> [Usando la información]:
- 1) En el texto sobre las comedias románticas, ¿qué película de Emma Roberts queda fuera de la crítica a Netflix?
- 2) Retoma el texto sobre las comedias románticas justo después de su última frase.

> [Texto mostrado]:
↓

Los únicos argumentos que estoy dispuesta a cederos son los siguientes: los directores de casting se molestan entre cero y nada en encontrar dos actores que se miren y salten chispas, o que por lo menos se miren y no parezcan estar pensando en la lista de la compra (¿qué coño fue esa «romcom» de Reese Witherspoon y Ashton Kutcher? Sigo esperando unas disculpas públicas y la dimisión de los altos mandos). Por otro lado, la mayoría de las películas las produce Netflix, y todo el mundo sabe que Netflix debería gastar su dinero en emprender proyectos algo menos dolorosos para los sentidos, como, por ejemplo, practicarse una lobotomía (exceptuando la PERFECTA The Holidate. Peliculón de Emma Roberts). Para acabar, cabe mencionar el que para mí suele ser el problema: esa calidez granulada de las películas de los ochenta y los noventa, esos filtros que hacen tan reconocibles y agradables a la vista los filmes de la primera década de los 2000, han desaparecido en el presunto beneficio de una mejor visibilidad.
Como ustedes comprenderán, a mí los poros de Glen Powell me la bufan. Y sus abdominales más de lo mismo. Devuelvan la gloria del pseudo filtro analógico, por Dios. Solíamos ser un país con principios.

↑

> [Extracto de datos]:
↓

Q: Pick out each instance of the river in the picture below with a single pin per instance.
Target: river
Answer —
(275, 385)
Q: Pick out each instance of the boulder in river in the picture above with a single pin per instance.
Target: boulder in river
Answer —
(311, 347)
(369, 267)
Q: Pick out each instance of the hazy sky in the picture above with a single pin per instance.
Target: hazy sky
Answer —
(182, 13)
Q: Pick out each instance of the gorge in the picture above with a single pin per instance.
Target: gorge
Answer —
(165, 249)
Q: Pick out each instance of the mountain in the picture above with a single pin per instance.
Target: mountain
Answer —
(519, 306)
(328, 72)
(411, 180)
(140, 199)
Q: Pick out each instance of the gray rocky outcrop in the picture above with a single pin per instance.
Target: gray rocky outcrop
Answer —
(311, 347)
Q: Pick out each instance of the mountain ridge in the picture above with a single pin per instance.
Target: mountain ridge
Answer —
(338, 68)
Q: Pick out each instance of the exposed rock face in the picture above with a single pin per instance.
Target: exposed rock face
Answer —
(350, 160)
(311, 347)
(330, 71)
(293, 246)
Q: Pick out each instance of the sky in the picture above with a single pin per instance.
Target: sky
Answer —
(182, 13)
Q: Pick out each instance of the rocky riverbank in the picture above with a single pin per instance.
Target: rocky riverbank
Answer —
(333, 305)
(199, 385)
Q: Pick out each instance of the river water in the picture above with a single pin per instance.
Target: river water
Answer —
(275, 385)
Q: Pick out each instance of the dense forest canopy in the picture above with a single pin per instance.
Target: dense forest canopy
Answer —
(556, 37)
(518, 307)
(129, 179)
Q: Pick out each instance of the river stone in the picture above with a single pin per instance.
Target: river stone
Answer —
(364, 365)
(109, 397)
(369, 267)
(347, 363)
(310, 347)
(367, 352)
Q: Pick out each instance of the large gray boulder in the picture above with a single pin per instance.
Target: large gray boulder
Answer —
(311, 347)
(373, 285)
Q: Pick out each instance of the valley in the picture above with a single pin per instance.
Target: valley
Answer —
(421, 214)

↑

> [Respuestas por tarea]:
- 1) The Holidate.

- 2)
La gente tiene hambre de comedias románticas que no la dejen con la sensación de haber perdido miserablemente el tiempo. Yo la primera. No estoy en posición de negar que haya que hacer jodido buceo de profundidad entre las novedades, y no ya para encontrar el cofre del tesoro, sino para toparse con algo que se deje ver. Pero ¿por qué es tan difícil hallar romcoms que de verdad nos manden a la cama con un 50% menos de hiel en el sistema y la creencia de que la humanidad merece ser salvada? Pues porque aquí tu típico productor comercial Ronnie (seguro que se llama Ronnie) se cree que conoce a las mujeres (tercer divorcio, ¿no, Ronnie?), y no cualquiera puede escribir un guion de estas características.
¿Me habéis oído? Lo repito para la gente del fondo: NO CUALQUIERA PUEDE ESCRIBIR UNA ROMCOM.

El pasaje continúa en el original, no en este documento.